» GOAL
Put each row below into a numbered list, one item per row, and omit any blank lines.

» MATERIAL FOR THIS EXERCISE
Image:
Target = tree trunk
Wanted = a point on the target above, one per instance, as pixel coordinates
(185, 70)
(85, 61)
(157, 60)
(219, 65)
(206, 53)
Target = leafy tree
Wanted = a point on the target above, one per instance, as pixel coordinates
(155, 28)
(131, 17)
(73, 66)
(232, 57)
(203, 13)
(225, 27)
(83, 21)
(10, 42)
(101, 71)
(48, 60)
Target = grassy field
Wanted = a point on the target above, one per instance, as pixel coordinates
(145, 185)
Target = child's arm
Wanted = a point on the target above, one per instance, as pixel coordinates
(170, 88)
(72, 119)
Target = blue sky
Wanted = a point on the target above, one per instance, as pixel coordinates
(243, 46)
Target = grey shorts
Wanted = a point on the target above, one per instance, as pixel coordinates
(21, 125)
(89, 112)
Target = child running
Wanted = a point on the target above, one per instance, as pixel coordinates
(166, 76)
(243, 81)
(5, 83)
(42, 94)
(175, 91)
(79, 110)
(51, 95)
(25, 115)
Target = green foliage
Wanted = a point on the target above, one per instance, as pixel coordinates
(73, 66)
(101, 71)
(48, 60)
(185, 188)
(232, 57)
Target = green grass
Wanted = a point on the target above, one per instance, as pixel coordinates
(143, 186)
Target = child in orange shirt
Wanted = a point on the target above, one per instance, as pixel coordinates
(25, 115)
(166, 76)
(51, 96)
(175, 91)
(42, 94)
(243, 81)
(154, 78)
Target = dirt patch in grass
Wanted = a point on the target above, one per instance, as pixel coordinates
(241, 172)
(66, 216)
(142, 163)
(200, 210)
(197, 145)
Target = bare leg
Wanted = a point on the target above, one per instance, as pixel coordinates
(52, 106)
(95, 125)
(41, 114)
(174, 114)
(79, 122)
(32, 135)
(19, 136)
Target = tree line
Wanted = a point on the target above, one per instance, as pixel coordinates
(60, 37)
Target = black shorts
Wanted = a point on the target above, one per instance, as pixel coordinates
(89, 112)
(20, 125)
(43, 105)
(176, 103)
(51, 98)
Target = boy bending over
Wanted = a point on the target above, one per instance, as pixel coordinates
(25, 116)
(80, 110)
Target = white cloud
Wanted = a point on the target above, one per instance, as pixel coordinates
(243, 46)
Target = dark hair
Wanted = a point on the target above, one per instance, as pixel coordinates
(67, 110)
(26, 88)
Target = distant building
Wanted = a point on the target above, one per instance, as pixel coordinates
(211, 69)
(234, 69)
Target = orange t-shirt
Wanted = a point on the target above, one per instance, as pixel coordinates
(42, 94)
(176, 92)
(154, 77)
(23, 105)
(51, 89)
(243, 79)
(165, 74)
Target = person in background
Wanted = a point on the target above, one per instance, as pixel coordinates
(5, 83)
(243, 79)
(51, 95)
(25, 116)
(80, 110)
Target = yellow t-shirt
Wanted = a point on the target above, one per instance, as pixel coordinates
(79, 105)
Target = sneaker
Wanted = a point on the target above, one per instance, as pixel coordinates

» RESULT
1. Image:
2. Target = tree trunk
3. Wanted = a point on the target above, one per instance, as pixel coordinates
4. (185, 70)
5. (85, 61)
6. (157, 60)
7. (219, 65)
8. (206, 53)
9. Target = leafy tree
10. Wanted = a point on the target above, one per instance, as pixel coordinates
11. (155, 28)
12. (131, 17)
13. (73, 66)
14. (232, 57)
15. (203, 13)
16. (225, 27)
17. (83, 21)
18. (10, 42)
19. (101, 71)
20. (48, 60)
21. Target = grassy field
22. Wanted = a point on the target above, one per instance, as pixel coordinates
23. (145, 185)
24. Target = child's arm
25. Wanted = a point on the target above, one per instance, as pixel coordinates
26. (170, 88)
27. (72, 119)
28. Target = blue sky
29. Wanted = a point on the target above, one per instance, as pixel coordinates
30. (243, 46)
31. Target = grey shorts
32. Wanted = a point on the target above, one per instance, as pixel coordinates
33. (21, 125)
34. (89, 112)
35. Target = child running
36. Wanted = a point on the target above, one per instance, as pixel coordinates
37. (166, 76)
38. (243, 81)
39. (5, 83)
40. (42, 94)
41. (175, 91)
42. (79, 110)
43. (51, 95)
44. (25, 115)
45. Target = green foliage
46. Wanted = a point on the target above, one per instance, as pixel coordinates
47. (73, 66)
48. (101, 71)
49. (48, 60)
50. (185, 188)
51. (232, 57)
52. Target = green grass
53. Wanted = a point on the target above, one per instance, as pixel coordinates
54. (143, 186)
55. Target = child in orange shirt
56. Wanted = a point on the target above, one per instance, as pixel coordinates
57. (25, 115)
58. (166, 76)
59. (51, 96)
60. (175, 91)
61. (42, 94)
62. (243, 81)
63. (154, 78)
64. Target = dirt patch in grass
65. Wanted = a point on the target above, one per instance, as pixel coordinates
66. (241, 172)
67. (66, 216)
68. (142, 163)
69. (200, 210)
70. (197, 145)
71. Target = bare leg
72. Wanted = a point on the target above, one per instance, as pixel coordinates
73. (52, 106)
74. (95, 125)
75. (41, 114)
76. (174, 114)
77. (79, 122)
78. (32, 135)
79. (19, 136)
80. Target = tree line
81. Wanted = a point on the target above, one per instance, as pixel coordinates
82. (60, 37)
83. Target = black shorts
84. Wanted = a point on the target above, one per instance, as pixel coordinates
85. (89, 112)
86. (20, 125)
87. (43, 105)
88. (176, 103)
89. (51, 98)
90. Target = boy bending over
91. Wanted = a point on the target above, one per instance, as pixel coordinates
92. (25, 116)
93. (80, 110)
94. Target = white cloud
95. Wanted = a point on the target above, one per instance, as pixel coordinates
96. (243, 46)
97. Target = dark hair
98. Wanted = a point on the target above, one per instance, as pixel coordinates
99. (67, 110)
100. (26, 88)
101. Target = distant building
102. Wanted = a point on the target above, one per instance, as pixel coordinates
103. (211, 69)
104. (234, 69)
105. Target = orange t-shirt
106. Wanted = a point on the target above, one per instance, as pixel coordinates
107. (42, 94)
108. (176, 92)
109. (154, 77)
110. (23, 105)
111. (51, 89)
112. (243, 79)
113. (165, 74)
114. Target = person in background
115. Wanted = a point on the target above, one per instance, as pixel coordinates
116. (5, 83)
117. (243, 79)
118. (51, 95)
119. (25, 116)
120. (80, 110)
121. Target = yellow t-shirt
122. Wanted = a point on the target above, one per instance, as pixel coordinates
123. (79, 105)
124. Target = sneaker
125. Wanted = a point on the target above, one per instance, as pixel coordinates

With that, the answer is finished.